(Work task): Whatever the data contains, copy all of it exactly.

Saved data entries:
################

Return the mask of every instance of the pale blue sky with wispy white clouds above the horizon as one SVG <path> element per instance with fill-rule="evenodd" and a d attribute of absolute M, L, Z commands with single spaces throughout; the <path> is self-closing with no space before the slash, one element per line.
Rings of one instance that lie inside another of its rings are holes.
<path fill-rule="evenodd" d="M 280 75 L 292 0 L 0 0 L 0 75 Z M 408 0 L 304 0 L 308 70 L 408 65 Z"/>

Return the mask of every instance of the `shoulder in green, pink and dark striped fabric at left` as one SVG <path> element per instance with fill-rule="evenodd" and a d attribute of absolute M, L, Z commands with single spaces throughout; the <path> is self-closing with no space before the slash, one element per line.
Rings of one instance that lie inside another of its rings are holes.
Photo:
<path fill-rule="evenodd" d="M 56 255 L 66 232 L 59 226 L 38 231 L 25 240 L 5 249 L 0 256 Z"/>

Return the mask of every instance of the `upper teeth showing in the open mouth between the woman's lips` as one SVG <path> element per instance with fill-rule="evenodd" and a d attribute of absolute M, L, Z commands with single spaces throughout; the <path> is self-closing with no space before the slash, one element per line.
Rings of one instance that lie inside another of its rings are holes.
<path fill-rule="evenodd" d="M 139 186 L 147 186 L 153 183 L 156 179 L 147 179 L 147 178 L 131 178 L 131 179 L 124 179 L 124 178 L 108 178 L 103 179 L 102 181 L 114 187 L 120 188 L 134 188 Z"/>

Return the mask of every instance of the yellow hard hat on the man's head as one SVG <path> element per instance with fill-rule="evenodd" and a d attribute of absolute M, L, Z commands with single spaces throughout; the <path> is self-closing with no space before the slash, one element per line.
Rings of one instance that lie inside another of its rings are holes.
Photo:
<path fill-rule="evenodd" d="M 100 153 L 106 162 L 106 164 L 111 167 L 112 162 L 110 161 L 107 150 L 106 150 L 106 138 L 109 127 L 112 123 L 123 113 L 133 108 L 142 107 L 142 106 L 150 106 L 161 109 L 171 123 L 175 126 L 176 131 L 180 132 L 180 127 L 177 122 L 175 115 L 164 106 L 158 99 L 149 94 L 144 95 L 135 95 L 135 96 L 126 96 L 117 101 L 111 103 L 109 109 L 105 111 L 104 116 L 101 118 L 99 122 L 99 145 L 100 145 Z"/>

################

(Task answer):
Return the mask of every instance of the pale blue sky with wispy white clouds above the horizon as one SVG <path> element per instance with fill-rule="evenodd" and a d attribute of absolute M, L, Z commands with single spaces throughout; the <path> is self-closing with no space before the slash, one element per line.
Rings of one instance that lie inside another of its rings are holes.
<path fill-rule="evenodd" d="M 280 75 L 292 0 L 0 0 L 0 75 Z M 408 0 L 304 0 L 308 70 L 408 65 Z"/>

Return the mask of every instance of the `shoulder in green, pink and dark striped fabric at left` as one SVG <path> element per instance with fill-rule="evenodd" and a d attribute of absolute M, L, Z commands with single spaces throughout; the <path> is self-closing with no space before the slash, one element per line.
Rings of one instance that lie inside another of its rings are holes.
Photo:
<path fill-rule="evenodd" d="M 56 255 L 66 232 L 59 226 L 38 231 L 25 240 L 5 249 L 0 256 Z"/>

Return the mask of every instance of the `upper teeth showing in the open mouth between the woman's lips` as one SVG <path> element per instance with fill-rule="evenodd" and a d attribute of absolute M, L, Z commands with single spaces throughout; the <path> is self-closing with no space before the slash, one element per line.
Rings of one instance that lie inside another of its rings are holes.
<path fill-rule="evenodd" d="M 139 186 L 147 186 L 153 183 L 156 179 L 147 179 L 147 178 L 131 178 L 131 179 L 124 179 L 124 178 L 108 178 L 103 179 L 102 181 L 114 187 L 120 188 L 134 188 Z"/>

Return the mask of every instance of the yellow hard hat on the man's head as one SVG <path> element per instance with fill-rule="evenodd" and a d attribute of absolute M, L, Z commands with single spaces throughout; the <path> is self-closing with no space before the slash, one element per line.
Rings of one instance that lie inside another of its rings are holes.
Photo:
<path fill-rule="evenodd" d="M 100 153 L 106 162 L 106 164 L 111 167 L 112 162 L 110 161 L 107 150 L 106 150 L 106 138 L 109 127 L 112 123 L 123 113 L 133 108 L 142 107 L 142 106 L 150 106 L 161 109 L 171 123 L 175 126 L 176 131 L 180 132 L 180 127 L 177 122 L 175 115 L 164 106 L 158 99 L 149 94 L 144 95 L 135 95 L 135 96 L 126 96 L 117 101 L 111 103 L 109 109 L 105 111 L 104 116 L 101 118 L 99 122 L 99 145 L 100 145 Z"/>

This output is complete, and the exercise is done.